## DATASET
--------------------
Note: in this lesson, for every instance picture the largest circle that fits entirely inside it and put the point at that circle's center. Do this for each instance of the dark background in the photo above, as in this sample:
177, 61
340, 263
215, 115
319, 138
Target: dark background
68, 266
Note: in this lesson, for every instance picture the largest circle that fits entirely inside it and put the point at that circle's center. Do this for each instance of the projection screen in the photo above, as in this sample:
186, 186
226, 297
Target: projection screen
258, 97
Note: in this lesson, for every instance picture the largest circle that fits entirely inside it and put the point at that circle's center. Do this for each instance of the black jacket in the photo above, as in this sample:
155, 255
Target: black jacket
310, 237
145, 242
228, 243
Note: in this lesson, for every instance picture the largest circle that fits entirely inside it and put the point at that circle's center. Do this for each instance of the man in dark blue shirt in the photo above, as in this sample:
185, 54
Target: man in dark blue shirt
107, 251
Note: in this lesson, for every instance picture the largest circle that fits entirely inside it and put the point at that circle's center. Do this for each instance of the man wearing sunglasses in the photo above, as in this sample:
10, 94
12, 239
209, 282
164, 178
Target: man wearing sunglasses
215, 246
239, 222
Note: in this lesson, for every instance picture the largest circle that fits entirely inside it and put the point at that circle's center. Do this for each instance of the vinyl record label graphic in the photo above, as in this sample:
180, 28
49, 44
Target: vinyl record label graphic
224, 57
--------------------
Every line above should be output exactly as it stands.

Note: in this lesson, for every instance picture the largest circle that fits entirely inside it and put the point at that circle's center. Do this for each instance of the dark background in the photo above, as in this sample:
177, 61
340, 263
215, 115
319, 138
Target: dark background
68, 266
Note: in this lesson, for every instance picture the largest circle that fits entirely inside it and put the point at that circle's center. Do this for each instance of the projection screen in the photo above, as in this sample:
186, 186
226, 297
Target: projection screen
258, 97
Note: in this lesson, for every instance picture the largest circle that fits entirely inside it and put the point at that circle's center. Do this for each instance of the black jacket in the photo above, as in this sample:
155, 255
Target: black jacket
310, 237
145, 242
228, 243
Note: in this lesson, for every instance picture the largest circle that fits entirely inside it and put the point at that circle's center. Do this for each instance of the man in dark blue shirt in the photo above, as in this sample:
185, 54
Target: man in dark blue shirt
107, 251
Note: in this lesson, for every instance picture the largest circle that fits entirely inside it and put the point at that circle's center. Do this for each instance of the man wearing sunglasses in the photo above, as in this sample:
10, 94
12, 239
209, 282
164, 178
Target: man wearing sunglasses
215, 246
239, 222
Note: in this lesson, for every instance picture the largest circle that fits entirely inside it and put the point at that circle's center. Do this for each instance of the vinyl record label graphic in the photo above, as in this sample:
180, 28
49, 44
Target: vinyl record label graphic
224, 57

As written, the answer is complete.